* **Set of tasks**:
• a. Copy the passage of the X.509 authentication excerpt starting at "The TLS protocol" and ending at "for encrypted connections.".
• b. Resume the X.509 authentication excerpt from the point where it stops.

___ Page excerpt

This X.509 authentication is heavily used in the world-wide web. When establishing encrypted network connections, web-browsers will check the identity of the web server. This TLS authentication involves the web-server sends its certificate and subsequently responding to the browser’s challenge, so proving the server has the corresponding private key.

The TLS protocol also supports the client authentication with X.509: the client sends a certificate and responds to the server’s subsequent challenge, so proving the client has the corresponding private key. This is much less common, but most popular web-browsers provide at least some support for this.

By default, dCache allows clients to authenticate using X.509, although this can only work for encrypted connections.

The following example shows curl authenticating with X.509:

curl -E ~/.globus/usercert.pem --key ~/.globus/userkey.pem https://dcache.example.org/users/paul/private-file
Enter PEM pass phrase:

It is possible to create a proxy credential from an existing X.509 credential. A proxy credential is a credential that identifies the same person, but with a much shorter lifetime (e.g., 12 hours). Such credentials may be stored on the filesystem without a password (trusting the filesystem permissions) and transferred to remote agents, so they can operate on behalf of the user.

The following example shows curl authentication with a proxy X.509 credential.

______
___ Dataset extract

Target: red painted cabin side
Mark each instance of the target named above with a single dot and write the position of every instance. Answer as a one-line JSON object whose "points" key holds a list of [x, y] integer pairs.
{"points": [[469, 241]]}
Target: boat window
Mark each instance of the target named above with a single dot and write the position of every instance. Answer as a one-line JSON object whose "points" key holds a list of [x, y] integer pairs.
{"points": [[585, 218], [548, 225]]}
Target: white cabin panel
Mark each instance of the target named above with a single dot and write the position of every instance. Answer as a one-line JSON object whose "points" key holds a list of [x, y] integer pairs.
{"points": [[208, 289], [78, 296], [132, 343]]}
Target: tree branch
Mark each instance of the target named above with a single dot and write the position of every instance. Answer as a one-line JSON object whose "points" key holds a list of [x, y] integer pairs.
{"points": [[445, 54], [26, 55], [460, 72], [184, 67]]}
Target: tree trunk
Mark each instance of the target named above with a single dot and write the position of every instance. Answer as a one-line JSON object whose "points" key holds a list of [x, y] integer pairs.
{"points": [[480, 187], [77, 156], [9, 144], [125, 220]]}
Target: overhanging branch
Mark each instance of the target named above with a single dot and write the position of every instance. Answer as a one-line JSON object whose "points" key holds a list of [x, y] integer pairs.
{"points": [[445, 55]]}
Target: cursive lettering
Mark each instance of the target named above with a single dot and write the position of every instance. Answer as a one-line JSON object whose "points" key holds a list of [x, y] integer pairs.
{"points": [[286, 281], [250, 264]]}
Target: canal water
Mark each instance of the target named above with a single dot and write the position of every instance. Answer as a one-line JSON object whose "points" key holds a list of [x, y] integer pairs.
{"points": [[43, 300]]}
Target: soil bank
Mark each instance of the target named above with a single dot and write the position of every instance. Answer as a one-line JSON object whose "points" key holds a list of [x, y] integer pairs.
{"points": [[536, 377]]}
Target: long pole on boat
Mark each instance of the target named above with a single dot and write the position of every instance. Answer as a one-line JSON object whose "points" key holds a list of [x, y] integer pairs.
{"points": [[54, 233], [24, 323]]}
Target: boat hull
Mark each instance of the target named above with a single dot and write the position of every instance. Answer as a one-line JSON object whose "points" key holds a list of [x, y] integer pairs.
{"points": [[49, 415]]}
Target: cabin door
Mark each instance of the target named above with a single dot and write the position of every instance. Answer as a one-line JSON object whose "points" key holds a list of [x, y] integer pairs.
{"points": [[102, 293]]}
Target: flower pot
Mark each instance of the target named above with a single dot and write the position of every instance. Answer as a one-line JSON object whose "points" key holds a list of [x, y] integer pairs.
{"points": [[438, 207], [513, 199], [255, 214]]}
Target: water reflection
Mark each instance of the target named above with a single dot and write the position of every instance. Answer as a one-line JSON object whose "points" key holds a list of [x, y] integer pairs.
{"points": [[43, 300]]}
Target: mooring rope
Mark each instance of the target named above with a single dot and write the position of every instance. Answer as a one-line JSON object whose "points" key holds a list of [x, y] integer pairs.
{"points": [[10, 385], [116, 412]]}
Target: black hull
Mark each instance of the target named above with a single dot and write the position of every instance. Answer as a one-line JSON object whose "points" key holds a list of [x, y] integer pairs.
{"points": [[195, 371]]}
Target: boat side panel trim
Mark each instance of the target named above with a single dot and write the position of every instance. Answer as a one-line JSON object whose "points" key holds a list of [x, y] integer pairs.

______

* **Answers to the tasks**:
• a.
The TLS protocol also supports the client authentication with X.509: the client sends a certificate and responds to the server’s subsequent challenge, so proving the client has the corresponding private key. This is much less common, but most popular web-browsers provide at least some support for this.

By default, dCache allows clients to authenticate using X.509, although this can only work for encrypted connections.

• b.
curl -E /tmp/x509up_u1000 https://dcache.example.org/users/paul/private-file

The file /tmp/x509up_u1000 contains the user’s certificate, the proxy certificate and the proxy private key.

Earlier versions of curl require both the -E and the --key options:

curl -E /tmp/x509up_u1000 --key /tmp/x509up_u1000 https://dcache.example.org/users/paul/private-file

Yet earlier versions of curl require a hack to ensure it sends both the user and proxy certificates. The --cacert options must also be specified:

curl --cacert /tmp/x509up_u1000 -E /tmp/x509up_u1000 --key /tmp/x509up_u1000 https://dcache.example.org/users/paul/private-file

Kerberos

The TLS protocol, which allows the web client and web server to secure a TCP connection, has an extension called SPNEGO. SPNEGO allows the client and server to negotiate which authentication scheme is used (instead of X.509). The most common reason to use SPNEGO is to support Kerberos-based authentication.

Here is an example where curl uses Kerberos (via SPNEGO) to authenticate:

curl --negotiate -u : https://dcache.example.org/users/paul/private-file

Macaroons

Macaroons are bearer tokens that have caveats embedded within the token. In general, these caveats restrict who can use the macaroon, for how long the token may be used, which operations are allowed, or which files or directories may be targeted. A typical use-case is to create a macaroon that allows the bearer to download a specific file for a limited period.

A client can use a macaroon in two ways: in the Authorization HTTP request header or in the URL query part.

Request header

The authorisation request header allows the HTTP client to provide dCache with information about the clients identity. To support macaroon-based request authorisation, the client may include the bearer MACAROON value to the Authorization request header, where MACAROON is the actual macaroon.

The following example shows curl making a request authorised using a macaroon:

curl -H "Authorization: bearer $MACAROON" https://dcache.example.org/users/paul/private-file

This assumes that the macaroon is stored in the environment variable MACAROON.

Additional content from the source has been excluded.